INFORMATION PROVIDED ->
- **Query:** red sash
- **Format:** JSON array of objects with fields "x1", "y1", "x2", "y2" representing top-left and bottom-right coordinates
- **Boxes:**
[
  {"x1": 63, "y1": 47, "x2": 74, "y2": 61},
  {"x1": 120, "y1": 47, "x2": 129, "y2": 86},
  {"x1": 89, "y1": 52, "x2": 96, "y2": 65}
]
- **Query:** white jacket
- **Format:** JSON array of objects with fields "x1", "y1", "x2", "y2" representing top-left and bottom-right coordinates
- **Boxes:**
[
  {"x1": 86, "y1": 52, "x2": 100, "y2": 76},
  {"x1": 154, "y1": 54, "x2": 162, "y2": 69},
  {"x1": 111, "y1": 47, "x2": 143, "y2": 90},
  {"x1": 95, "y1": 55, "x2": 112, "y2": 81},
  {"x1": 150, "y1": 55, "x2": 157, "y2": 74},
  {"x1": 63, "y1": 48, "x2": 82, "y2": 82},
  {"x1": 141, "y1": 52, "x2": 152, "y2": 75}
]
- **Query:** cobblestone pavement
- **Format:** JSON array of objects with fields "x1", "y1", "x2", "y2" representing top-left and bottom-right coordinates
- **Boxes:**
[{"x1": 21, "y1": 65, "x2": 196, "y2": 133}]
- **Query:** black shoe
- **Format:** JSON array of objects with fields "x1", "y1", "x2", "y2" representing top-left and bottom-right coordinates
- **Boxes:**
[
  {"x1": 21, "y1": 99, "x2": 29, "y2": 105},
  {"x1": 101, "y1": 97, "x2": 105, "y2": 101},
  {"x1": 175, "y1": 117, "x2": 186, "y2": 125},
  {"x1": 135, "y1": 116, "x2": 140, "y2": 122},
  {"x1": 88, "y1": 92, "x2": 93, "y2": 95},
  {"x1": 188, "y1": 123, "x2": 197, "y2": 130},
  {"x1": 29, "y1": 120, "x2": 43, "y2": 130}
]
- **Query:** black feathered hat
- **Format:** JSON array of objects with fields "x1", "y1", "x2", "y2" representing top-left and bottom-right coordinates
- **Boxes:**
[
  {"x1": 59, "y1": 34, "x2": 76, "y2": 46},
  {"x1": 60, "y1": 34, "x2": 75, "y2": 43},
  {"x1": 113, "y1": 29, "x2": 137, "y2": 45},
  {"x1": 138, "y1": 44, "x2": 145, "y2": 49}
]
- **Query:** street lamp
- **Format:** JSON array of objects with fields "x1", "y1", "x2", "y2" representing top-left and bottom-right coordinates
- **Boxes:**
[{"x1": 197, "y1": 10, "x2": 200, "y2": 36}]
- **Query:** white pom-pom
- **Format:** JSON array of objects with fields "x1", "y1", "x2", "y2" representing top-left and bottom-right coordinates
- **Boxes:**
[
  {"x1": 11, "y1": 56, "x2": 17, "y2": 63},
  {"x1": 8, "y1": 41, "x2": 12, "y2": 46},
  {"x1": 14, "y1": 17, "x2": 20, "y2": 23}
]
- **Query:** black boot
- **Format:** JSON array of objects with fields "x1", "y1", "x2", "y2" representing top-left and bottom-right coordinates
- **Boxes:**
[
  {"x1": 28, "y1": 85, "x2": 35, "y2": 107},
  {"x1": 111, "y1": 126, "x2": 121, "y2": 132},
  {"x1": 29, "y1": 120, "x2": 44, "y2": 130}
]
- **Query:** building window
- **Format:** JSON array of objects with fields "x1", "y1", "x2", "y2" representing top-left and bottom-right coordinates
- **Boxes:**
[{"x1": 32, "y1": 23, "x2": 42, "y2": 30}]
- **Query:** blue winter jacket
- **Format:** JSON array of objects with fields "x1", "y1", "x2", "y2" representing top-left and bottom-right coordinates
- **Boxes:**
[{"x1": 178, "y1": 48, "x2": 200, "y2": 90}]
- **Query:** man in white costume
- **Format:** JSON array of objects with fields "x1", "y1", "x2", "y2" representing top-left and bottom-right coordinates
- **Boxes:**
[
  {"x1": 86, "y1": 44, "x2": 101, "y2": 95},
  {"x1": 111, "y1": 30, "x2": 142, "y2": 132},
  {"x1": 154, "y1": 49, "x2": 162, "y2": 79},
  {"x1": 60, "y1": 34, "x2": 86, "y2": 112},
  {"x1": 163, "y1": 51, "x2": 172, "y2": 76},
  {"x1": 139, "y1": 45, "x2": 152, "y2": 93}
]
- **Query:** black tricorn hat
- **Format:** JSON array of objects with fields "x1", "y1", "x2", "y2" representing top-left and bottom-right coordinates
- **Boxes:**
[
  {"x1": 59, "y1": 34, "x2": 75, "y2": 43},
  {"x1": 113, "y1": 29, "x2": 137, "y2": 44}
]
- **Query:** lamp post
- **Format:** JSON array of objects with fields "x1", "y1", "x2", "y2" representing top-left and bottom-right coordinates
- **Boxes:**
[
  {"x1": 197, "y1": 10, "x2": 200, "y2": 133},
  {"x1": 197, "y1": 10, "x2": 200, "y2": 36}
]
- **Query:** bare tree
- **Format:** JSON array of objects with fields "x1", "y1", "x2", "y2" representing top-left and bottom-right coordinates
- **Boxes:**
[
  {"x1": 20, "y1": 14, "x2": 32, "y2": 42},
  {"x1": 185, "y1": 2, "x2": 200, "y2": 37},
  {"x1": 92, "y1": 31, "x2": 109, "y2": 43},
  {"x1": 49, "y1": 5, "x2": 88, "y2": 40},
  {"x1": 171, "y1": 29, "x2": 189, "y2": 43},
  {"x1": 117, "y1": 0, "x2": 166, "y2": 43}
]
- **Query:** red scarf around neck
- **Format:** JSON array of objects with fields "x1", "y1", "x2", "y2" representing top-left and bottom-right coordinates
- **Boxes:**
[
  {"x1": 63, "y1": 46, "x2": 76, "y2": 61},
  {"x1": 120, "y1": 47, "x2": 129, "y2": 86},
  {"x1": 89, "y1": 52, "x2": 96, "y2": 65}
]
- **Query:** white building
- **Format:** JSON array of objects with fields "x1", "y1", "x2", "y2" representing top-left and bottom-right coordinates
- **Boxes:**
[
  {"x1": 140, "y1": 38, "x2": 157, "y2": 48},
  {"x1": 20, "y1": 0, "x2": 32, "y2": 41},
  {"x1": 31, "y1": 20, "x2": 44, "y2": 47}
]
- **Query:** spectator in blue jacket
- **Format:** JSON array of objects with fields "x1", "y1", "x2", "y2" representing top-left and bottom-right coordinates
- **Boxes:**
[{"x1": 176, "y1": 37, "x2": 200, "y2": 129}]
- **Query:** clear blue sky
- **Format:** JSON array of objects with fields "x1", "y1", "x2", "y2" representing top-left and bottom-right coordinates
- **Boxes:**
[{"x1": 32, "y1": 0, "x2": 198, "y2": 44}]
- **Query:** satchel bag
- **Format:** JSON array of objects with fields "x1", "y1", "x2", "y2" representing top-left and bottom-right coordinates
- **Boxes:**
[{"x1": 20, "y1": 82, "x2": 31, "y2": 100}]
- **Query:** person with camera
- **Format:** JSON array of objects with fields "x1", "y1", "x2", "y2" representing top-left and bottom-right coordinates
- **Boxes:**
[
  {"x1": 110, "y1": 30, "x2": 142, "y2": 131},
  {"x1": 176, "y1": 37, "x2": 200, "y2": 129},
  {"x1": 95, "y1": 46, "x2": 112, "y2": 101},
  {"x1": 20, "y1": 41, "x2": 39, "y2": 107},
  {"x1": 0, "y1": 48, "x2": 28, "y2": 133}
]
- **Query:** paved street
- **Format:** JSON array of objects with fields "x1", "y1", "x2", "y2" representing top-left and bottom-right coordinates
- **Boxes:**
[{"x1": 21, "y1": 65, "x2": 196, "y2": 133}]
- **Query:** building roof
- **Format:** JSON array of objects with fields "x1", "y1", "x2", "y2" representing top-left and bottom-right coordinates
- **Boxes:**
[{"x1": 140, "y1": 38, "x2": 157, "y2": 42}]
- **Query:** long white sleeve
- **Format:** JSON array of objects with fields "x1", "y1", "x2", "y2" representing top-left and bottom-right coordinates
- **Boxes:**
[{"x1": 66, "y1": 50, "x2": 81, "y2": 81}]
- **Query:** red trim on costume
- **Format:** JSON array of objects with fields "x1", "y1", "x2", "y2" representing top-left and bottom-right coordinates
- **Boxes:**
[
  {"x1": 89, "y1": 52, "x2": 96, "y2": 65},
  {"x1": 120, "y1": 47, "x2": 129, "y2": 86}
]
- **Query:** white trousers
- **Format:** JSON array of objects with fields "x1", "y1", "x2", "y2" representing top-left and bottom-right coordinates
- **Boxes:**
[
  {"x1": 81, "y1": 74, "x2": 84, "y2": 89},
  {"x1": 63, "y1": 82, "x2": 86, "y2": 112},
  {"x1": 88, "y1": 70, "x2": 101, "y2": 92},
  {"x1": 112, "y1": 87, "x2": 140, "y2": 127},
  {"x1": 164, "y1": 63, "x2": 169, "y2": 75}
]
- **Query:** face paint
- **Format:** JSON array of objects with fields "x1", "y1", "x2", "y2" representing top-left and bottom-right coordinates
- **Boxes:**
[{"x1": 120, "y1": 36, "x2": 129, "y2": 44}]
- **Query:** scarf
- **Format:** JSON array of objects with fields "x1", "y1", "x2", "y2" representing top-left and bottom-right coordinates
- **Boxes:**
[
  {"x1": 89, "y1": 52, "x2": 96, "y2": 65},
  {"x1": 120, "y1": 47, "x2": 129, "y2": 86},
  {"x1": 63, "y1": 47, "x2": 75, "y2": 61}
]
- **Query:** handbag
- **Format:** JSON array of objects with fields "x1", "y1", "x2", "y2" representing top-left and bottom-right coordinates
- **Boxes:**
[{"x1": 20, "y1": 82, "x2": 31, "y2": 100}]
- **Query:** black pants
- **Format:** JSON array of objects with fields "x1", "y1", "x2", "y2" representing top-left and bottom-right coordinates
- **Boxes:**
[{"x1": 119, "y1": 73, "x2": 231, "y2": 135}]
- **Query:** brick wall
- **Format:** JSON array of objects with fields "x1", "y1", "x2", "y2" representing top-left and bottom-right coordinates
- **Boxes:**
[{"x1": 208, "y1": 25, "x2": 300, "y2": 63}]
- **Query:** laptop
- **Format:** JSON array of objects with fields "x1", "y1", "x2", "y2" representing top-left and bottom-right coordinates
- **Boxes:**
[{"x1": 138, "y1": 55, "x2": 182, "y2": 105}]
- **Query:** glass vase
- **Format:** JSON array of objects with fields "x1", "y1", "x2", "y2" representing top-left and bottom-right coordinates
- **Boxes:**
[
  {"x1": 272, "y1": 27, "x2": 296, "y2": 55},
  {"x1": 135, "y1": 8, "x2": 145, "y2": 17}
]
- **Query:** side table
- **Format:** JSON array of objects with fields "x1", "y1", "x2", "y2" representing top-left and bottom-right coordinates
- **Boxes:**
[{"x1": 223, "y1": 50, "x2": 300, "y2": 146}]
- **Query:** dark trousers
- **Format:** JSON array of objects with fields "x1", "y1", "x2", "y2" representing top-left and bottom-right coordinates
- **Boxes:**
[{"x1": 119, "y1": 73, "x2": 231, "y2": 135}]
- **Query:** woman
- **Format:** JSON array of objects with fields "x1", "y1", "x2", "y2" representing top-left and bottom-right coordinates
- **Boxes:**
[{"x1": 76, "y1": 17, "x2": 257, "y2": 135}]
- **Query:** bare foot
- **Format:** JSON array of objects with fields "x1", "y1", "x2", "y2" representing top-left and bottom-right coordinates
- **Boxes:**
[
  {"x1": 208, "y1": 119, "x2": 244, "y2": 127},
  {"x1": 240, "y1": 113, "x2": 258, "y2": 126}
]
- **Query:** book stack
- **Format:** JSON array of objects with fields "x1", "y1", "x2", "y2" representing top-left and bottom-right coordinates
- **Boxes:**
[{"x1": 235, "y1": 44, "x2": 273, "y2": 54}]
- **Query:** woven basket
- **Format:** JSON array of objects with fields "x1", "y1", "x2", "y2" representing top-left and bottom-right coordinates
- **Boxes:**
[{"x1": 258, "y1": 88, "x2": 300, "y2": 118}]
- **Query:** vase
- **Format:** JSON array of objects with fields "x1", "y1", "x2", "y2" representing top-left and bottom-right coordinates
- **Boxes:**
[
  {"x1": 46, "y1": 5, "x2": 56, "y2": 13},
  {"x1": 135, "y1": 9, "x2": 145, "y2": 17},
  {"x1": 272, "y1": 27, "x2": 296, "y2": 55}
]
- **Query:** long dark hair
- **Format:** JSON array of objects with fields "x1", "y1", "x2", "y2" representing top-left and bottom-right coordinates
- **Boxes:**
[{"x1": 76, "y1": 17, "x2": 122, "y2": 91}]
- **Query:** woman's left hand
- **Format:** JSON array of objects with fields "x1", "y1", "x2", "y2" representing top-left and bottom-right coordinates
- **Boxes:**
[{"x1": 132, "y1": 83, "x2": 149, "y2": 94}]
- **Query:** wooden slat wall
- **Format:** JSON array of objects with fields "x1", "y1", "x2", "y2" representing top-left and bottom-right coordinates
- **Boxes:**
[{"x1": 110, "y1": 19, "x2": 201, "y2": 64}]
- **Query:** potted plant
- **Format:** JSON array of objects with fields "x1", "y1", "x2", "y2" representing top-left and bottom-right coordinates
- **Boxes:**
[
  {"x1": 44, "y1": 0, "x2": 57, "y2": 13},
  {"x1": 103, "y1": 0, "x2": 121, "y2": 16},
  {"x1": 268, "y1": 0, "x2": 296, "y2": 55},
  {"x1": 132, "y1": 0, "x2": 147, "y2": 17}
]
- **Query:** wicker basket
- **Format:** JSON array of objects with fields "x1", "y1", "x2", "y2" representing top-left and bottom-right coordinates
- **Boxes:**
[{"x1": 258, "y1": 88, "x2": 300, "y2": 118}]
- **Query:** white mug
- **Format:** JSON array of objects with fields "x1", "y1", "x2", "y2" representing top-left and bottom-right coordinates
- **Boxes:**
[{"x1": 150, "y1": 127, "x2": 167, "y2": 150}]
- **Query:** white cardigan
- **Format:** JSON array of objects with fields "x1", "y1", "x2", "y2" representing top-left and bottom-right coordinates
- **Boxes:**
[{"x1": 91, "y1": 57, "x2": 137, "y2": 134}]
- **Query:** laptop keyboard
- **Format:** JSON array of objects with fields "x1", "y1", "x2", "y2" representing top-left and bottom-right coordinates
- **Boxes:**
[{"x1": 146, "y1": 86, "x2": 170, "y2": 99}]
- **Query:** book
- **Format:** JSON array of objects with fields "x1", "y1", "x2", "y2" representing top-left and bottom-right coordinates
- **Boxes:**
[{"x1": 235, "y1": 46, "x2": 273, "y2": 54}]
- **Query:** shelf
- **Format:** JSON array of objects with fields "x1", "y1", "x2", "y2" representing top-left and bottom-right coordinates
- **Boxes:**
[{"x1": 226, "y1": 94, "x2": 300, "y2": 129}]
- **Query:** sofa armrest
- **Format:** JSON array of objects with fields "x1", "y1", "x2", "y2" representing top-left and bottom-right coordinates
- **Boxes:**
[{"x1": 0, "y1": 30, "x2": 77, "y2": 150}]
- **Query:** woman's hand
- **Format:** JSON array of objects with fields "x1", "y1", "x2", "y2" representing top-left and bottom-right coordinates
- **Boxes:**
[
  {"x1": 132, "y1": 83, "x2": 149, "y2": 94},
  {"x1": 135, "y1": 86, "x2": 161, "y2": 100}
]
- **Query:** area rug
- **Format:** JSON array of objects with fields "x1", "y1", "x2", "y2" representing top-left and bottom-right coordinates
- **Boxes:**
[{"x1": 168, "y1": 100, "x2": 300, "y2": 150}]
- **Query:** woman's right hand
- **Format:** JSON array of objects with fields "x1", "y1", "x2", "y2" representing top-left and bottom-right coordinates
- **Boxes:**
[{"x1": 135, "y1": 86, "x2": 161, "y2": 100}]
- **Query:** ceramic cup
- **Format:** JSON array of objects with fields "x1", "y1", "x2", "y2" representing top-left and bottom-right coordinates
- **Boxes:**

AIM ->
Rewrite the lines from the one containing "- **Query:** woman's right hand" through the end of the records as a numbered list, omitting any blank lines.

SOLUTION ->
1. - **Query:** woman's right hand
2. - **Format:** JSON array of objects with fields "x1", "y1", "x2", "y2" representing top-left and bottom-right coordinates
3. - **Boxes:**
4. [{"x1": 135, "y1": 86, "x2": 161, "y2": 100}]
5. - **Query:** ceramic cup
6. - **Format:** JSON array of objects with fields "x1", "y1", "x2", "y2" representing top-left and bottom-right coordinates
7. - **Boxes:**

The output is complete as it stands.